◆ Your objective
Count the lines in the entries below that contain the string "white", treating uppercase and lowercase as different. Reply with that number alone.

◆ Record set
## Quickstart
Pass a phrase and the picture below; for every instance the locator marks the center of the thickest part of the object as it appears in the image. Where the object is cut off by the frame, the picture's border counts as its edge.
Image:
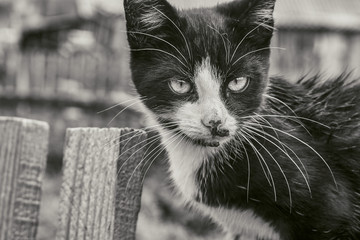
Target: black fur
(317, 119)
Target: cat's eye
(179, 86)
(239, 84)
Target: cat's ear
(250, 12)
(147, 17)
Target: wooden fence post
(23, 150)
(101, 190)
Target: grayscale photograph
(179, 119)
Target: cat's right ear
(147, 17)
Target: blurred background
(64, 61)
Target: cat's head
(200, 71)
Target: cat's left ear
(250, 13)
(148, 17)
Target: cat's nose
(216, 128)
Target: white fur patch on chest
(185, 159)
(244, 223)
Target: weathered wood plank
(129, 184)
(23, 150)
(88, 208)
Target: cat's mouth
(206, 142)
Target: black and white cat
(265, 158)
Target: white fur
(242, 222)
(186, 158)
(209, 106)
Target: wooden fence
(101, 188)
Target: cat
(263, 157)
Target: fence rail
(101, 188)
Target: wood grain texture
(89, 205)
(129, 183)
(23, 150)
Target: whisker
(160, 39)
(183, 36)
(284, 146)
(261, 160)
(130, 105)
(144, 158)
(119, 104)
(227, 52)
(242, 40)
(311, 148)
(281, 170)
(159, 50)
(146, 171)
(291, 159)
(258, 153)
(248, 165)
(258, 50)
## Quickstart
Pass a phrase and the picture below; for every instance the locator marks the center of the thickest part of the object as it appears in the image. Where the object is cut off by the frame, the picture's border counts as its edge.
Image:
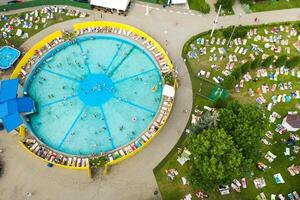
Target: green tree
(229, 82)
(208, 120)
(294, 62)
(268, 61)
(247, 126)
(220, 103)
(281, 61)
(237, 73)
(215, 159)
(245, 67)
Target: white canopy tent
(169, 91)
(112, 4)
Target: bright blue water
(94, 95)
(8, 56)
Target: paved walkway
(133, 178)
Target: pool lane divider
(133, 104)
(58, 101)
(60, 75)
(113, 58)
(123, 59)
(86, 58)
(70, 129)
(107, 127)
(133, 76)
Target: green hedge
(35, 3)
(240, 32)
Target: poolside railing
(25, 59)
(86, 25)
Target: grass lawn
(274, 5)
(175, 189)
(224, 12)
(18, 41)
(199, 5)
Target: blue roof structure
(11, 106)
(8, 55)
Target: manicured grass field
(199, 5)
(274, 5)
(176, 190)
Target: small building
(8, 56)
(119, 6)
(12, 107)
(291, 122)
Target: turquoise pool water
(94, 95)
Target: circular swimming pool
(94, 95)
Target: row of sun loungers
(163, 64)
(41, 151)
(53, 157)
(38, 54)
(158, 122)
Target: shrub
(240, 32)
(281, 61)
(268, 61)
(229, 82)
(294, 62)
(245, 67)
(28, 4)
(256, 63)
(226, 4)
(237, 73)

==

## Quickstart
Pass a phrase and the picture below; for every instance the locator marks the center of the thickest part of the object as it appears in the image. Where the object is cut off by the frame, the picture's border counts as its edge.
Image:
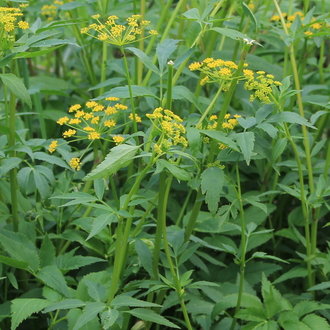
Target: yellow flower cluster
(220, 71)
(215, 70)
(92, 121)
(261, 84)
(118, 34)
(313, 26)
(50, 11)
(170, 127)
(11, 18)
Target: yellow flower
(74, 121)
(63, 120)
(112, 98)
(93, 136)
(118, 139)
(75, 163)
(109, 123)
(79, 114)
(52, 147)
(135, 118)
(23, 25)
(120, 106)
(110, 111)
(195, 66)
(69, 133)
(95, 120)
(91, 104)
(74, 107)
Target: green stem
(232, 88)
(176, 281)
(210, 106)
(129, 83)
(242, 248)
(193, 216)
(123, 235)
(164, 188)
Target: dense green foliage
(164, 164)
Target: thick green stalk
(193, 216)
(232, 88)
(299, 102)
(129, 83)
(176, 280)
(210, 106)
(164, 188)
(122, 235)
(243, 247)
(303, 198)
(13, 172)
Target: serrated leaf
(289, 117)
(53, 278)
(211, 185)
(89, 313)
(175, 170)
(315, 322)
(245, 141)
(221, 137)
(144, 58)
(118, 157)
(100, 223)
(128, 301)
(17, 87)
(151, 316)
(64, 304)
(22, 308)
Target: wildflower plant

◆ Answer to this task
4